**Source information:**
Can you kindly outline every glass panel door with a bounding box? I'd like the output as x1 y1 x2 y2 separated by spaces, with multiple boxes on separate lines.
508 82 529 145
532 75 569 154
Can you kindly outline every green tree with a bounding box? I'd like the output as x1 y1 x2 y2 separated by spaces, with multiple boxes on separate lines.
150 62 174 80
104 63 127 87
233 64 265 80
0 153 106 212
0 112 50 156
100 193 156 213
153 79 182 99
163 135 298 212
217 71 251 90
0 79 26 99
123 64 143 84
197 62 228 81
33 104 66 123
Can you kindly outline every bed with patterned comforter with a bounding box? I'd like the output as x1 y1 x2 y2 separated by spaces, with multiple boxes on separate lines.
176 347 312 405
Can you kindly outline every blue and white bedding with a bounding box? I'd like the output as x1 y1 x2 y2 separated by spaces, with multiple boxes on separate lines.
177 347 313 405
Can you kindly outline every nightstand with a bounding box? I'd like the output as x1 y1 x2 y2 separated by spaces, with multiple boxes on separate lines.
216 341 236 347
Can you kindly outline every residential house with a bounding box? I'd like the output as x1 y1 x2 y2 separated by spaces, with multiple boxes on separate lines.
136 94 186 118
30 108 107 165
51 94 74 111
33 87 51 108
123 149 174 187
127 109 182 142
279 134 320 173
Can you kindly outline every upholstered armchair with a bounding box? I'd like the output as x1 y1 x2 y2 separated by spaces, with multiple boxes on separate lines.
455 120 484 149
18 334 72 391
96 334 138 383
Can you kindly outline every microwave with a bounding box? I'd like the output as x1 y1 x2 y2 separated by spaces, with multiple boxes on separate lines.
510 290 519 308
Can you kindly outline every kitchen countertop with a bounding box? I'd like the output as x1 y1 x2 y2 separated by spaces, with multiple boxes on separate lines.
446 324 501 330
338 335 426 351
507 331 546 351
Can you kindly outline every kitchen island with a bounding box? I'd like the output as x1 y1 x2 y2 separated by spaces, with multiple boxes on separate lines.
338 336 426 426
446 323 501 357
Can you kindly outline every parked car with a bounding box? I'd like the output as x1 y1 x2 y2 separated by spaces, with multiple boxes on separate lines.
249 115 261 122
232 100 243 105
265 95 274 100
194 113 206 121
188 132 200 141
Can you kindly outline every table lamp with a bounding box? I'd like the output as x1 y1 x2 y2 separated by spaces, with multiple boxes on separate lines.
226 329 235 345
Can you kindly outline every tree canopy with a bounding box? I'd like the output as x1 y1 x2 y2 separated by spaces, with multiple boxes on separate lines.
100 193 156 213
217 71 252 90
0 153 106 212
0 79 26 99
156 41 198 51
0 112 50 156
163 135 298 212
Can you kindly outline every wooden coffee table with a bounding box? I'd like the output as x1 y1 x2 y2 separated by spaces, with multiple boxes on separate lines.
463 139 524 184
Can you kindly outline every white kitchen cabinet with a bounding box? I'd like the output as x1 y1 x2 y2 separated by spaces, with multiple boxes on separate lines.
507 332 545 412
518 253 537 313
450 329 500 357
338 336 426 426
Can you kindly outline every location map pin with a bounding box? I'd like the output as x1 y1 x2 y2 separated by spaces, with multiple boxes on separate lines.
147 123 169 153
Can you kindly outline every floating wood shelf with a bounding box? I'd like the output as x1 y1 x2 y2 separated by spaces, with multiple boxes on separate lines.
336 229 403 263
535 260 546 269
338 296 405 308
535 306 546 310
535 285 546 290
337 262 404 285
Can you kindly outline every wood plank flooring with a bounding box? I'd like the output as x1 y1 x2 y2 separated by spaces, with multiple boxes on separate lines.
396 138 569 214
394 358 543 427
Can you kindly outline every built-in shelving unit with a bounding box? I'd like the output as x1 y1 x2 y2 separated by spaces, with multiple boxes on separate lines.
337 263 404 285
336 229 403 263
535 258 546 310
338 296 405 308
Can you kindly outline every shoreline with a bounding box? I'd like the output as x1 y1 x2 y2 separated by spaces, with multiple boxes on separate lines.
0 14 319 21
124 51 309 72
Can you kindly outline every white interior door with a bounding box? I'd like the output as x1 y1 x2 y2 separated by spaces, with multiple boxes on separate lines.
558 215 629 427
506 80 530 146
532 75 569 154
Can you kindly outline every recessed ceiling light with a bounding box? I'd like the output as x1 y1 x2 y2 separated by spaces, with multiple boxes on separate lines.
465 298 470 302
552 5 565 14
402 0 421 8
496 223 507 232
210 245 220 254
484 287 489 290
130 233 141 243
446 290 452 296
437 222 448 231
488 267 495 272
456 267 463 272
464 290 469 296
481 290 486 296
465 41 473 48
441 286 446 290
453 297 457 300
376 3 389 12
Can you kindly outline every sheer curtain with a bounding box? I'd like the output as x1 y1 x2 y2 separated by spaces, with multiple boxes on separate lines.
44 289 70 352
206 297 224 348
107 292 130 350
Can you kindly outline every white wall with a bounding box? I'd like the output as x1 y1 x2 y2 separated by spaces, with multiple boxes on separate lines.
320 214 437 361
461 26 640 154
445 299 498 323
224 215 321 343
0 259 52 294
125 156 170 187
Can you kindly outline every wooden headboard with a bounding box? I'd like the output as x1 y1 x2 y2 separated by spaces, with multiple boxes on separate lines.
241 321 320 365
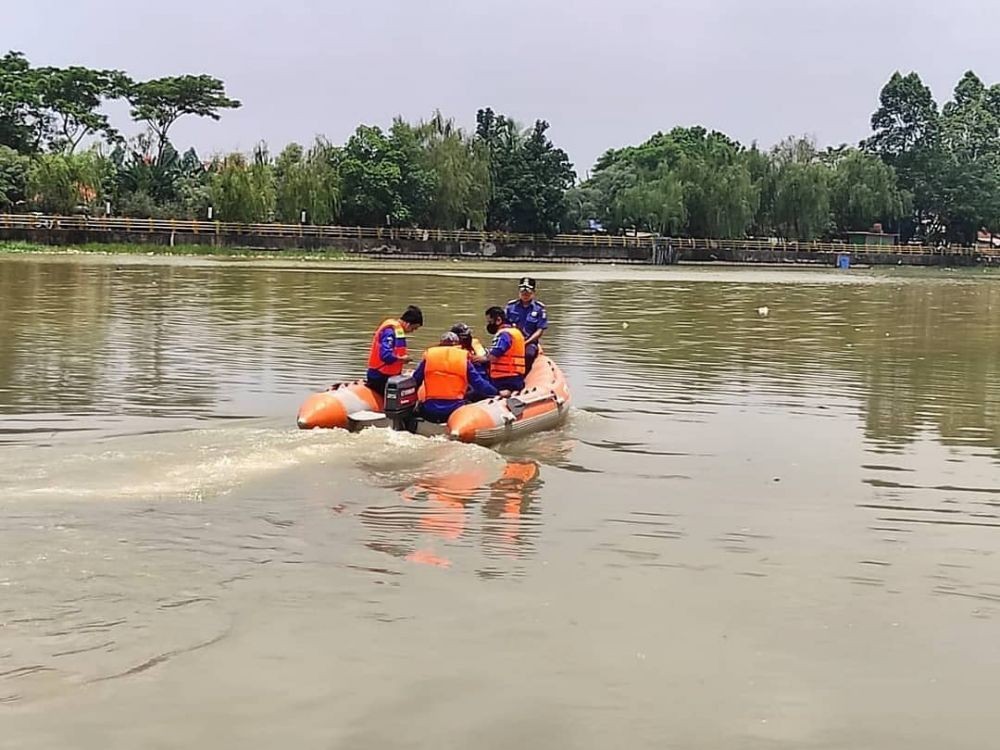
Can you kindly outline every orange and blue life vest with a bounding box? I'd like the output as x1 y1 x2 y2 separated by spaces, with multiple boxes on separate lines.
489 326 526 379
367 318 407 376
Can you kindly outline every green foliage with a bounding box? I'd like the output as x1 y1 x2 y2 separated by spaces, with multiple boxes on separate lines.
208 144 275 223
414 112 490 229
0 145 30 208
337 125 405 226
828 148 907 232
26 150 106 214
36 66 130 153
475 109 575 234
274 140 341 225
127 74 240 158
0 51 45 153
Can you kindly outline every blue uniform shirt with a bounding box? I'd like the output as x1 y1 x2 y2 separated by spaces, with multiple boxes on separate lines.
505 298 547 343
366 326 403 383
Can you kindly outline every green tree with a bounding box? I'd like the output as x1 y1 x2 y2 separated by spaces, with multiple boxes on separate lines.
866 71 943 240
26 150 107 214
36 66 130 153
475 110 574 234
0 51 45 153
388 118 437 226
208 144 274 223
937 71 1000 243
127 75 240 160
828 148 906 232
768 137 831 240
337 125 405 226
274 139 341 224
414 112 490 229
0 145 30 208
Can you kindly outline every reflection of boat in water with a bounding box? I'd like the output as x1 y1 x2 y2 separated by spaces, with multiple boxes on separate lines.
364 459 542 568
296 355 571 446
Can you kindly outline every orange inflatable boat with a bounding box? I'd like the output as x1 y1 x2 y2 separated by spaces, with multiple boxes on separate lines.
296 355 571 446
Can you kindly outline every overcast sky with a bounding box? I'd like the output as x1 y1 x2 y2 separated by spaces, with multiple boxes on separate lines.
7 0 1000 175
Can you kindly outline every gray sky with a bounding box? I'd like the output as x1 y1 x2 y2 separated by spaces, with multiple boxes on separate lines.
7 0 1000 175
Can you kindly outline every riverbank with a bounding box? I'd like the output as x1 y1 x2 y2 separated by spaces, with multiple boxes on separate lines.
0 240 350 262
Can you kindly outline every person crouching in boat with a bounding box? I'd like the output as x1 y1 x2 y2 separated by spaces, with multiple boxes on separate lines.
450 322 488 375
365 305 423 396
483 306 527 393
412 332 501 423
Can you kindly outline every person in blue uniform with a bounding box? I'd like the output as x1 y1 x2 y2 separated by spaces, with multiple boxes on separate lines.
504 276 547 372
483 306 526 393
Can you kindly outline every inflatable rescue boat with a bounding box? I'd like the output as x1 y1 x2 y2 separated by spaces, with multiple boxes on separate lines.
296 355 571 446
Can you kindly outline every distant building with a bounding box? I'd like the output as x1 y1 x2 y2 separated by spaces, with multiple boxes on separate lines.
846 223 898 247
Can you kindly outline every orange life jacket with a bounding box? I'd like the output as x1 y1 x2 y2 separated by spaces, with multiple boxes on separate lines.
470 337 487 359
367 318 407 376
423 346 469 401
490 326 526 378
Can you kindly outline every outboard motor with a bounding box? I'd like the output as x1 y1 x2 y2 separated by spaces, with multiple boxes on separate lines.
383 374 419 432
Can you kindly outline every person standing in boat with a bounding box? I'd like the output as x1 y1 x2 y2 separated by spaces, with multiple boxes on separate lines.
412 332 499 423
483 306 527 393
365 305 423 395
504 276 547 373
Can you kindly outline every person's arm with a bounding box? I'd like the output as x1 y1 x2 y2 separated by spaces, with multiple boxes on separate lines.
467 361 498 398
525 306 547 346
378 327 400 365
487 331 512 361
411 359 426 387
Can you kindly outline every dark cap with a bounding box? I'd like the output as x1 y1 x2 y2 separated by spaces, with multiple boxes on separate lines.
450 322 472 339
518 276 536 291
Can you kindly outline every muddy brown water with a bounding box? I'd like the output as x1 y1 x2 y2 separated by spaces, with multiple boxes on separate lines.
1 255 1000 749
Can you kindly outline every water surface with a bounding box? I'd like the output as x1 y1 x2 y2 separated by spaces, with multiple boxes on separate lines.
2 255 1000 749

**Aim of the task:**
Once you reach the line that contains "Can you kindly outline every person's", transcribe it and all remaining lines of the listing exactly; skip everything before it.

**Written answer:**
Can you kindly outline every person's arm with a bounding box? I'd like the output as x1 y1 x2 y2 separated by spaces, with multiple boxes on separate lines.
467 361 498 398
525 306 547 346
378 327 400 365
487 331 512 361
411 359 426 387
Can you kindly outline every dark cap with a bounding box? I'd like the output as x1 y1 x2 y2 separated by spaces, with multiple boxes on separate lines.
450 322 472 339
518 276 536 291
Can you kindly outline every muddy brown water with a bounding box? I'd like the output as x1 y1 x2 y2 separated by spaces, with multiple boxes on separate lines.
1 255 1000 749
Can you kindly outline every water surface with a bounding box? I'd like the output as x1 y1 x2 y2 separated by spaces, with multiple boxes on separate lines.
2 255 1000 749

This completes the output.